Stated exercise:
Tally the lines in the rows below that contain the string "hair", treating uppercase and lowercase as different, and give only the number.
^^^^^^^^^^^^^^^^
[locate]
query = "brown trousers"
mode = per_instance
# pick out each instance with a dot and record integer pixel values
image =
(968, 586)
^^^^^^^^^^^^^^^^
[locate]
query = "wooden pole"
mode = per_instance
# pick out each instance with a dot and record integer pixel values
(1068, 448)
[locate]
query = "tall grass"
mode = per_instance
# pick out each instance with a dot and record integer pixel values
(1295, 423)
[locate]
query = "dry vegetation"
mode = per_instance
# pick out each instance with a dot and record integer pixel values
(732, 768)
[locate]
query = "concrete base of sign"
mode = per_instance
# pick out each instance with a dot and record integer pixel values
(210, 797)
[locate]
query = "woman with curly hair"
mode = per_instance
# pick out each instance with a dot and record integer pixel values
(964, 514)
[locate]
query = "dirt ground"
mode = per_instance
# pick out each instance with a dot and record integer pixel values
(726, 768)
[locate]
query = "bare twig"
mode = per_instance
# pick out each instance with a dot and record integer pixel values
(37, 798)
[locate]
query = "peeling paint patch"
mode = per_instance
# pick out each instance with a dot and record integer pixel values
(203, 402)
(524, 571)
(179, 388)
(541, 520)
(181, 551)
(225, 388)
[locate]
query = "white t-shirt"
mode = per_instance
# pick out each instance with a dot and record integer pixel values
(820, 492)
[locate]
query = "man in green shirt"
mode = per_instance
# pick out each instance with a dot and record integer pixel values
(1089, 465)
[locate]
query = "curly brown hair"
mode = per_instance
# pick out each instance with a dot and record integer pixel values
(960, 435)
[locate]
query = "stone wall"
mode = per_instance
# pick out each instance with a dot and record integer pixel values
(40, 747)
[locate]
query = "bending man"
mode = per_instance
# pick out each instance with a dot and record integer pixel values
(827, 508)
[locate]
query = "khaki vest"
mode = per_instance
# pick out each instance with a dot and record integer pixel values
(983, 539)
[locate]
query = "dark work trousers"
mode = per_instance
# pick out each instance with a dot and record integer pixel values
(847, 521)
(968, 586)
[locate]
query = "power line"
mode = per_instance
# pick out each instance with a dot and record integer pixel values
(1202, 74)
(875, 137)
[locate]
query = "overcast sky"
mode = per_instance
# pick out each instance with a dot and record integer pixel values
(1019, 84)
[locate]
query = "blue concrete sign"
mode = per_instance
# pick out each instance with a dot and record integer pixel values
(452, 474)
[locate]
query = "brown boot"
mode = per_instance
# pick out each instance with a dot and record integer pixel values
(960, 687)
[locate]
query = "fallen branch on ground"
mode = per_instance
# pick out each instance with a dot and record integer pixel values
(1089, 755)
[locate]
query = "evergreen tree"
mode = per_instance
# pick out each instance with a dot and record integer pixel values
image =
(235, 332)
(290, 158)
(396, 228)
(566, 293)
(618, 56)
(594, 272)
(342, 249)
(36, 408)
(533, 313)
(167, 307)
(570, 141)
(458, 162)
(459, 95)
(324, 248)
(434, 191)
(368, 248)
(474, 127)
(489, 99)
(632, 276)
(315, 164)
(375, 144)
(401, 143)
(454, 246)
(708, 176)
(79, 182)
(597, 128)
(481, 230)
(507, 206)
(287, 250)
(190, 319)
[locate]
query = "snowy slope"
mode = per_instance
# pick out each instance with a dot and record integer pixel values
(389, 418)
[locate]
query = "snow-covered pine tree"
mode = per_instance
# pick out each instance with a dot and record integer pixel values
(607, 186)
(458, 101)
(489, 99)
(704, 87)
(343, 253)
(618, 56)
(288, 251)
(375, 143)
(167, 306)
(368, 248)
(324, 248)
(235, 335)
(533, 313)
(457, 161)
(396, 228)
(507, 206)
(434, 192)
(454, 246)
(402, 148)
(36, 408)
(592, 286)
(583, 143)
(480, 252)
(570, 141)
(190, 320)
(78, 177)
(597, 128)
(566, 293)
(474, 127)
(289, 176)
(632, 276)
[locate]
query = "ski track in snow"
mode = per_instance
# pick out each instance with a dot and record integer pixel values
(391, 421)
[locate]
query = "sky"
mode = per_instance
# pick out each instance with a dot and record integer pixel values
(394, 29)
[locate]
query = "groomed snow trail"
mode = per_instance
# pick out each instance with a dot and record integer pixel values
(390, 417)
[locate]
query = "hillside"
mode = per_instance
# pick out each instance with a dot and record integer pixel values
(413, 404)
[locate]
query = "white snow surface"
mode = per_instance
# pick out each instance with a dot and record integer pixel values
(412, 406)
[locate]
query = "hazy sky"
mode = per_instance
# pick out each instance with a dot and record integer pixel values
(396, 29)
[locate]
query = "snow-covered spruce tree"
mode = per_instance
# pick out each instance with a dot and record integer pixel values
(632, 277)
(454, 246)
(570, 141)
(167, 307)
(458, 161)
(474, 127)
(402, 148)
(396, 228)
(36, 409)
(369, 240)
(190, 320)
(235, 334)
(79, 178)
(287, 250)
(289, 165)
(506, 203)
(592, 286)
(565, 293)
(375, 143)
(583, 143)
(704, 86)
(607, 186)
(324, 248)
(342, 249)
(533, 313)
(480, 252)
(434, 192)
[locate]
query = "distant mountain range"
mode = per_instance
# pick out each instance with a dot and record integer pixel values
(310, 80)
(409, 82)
^^^^^^^^^^^^^^^^
Exercise response:
2